**Problem:** In the records below, take the lines starting at the one containing "Would you mind identifying the green" and ending at the one containing "[56, 262, 103, 289]", both included. Write those lines out again with the requests unchanged, multiplying every bounding-box coordinate in the answers by 0.85 and rounding to whole numbers, with halves rounded up.
Start of Dataset
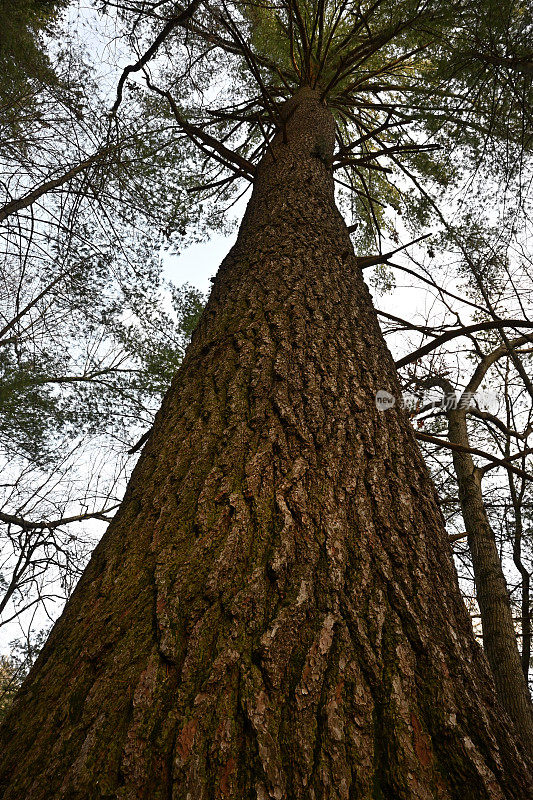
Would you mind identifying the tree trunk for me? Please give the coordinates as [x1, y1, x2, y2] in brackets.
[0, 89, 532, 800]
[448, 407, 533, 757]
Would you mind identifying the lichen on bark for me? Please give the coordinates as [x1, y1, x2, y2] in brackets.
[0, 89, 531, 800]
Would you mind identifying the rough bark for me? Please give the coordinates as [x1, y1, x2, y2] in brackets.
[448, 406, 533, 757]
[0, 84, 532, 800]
End of Dataset
Start of Dataset
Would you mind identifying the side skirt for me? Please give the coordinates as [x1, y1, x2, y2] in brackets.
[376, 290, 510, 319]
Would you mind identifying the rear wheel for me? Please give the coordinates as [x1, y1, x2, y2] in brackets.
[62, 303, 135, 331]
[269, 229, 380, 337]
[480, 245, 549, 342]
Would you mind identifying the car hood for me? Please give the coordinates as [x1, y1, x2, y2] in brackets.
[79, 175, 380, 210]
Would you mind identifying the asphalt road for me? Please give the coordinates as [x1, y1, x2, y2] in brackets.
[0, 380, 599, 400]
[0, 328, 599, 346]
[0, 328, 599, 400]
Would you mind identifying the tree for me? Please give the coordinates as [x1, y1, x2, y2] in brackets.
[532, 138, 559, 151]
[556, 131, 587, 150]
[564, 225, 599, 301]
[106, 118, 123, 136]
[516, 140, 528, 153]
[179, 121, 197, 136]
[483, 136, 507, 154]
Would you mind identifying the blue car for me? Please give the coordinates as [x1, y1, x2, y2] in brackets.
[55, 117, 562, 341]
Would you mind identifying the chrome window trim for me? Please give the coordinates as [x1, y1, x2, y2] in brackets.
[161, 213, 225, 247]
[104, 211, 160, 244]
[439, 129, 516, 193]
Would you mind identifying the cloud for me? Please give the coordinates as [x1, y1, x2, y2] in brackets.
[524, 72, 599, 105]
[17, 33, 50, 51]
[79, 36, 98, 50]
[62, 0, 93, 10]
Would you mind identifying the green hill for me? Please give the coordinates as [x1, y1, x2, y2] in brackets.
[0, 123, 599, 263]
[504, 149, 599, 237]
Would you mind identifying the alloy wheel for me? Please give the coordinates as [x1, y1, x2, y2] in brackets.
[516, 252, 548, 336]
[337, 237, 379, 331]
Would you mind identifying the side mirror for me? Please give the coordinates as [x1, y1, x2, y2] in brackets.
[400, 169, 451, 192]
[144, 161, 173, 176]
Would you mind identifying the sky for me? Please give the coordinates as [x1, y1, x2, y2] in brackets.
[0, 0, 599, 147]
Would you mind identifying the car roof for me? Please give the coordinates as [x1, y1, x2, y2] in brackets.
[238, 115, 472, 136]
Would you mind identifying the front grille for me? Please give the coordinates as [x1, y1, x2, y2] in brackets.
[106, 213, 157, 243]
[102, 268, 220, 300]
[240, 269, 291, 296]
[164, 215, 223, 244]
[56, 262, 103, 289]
End of Dataset
Start of Dataset
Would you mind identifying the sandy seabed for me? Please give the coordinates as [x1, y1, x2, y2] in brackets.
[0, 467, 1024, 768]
End of Dataset
**Response to this exercise:**
Would you mind identifying the green hill for me? Please give the coordinates as [x1, y1, x2, y2] in brackets.
[0, 105, 509, 224]
[428, 127, 509, 201]
Would you mind identifying the alloy wheel for me? Please give the coordinates as [x1, y1, x2, y2] in brackets.
[439, 214, 466, 286]
[286, 201, 322, 281]
Would you mind identifying the side mirror for me? Please give the coordinates as [x1, y1, x2, y2] in brackets.
[340, 144, 383, 163]
[122, 137, 147, 150]
Would you mind identifying the sky for me? Please give the coordinates as [x1, y1, x2, y2] in brackets.
[0, 0, 509, 125]
Would you mind identifying the car roof for me? Please give the coordinates as [x1, y1, x2, y2] in brackets.
[202, 98, 401, 116]
Would you mind identifying the front grille for me? Please give the coordinates as [x1, y1, x2, y2] in brackets.
[90, 181, 133, 207]
[87, 228, 187, 255]
[204, 229, 247, 252]
[139, 183, 190, 207]
[48, 223, 88, 246]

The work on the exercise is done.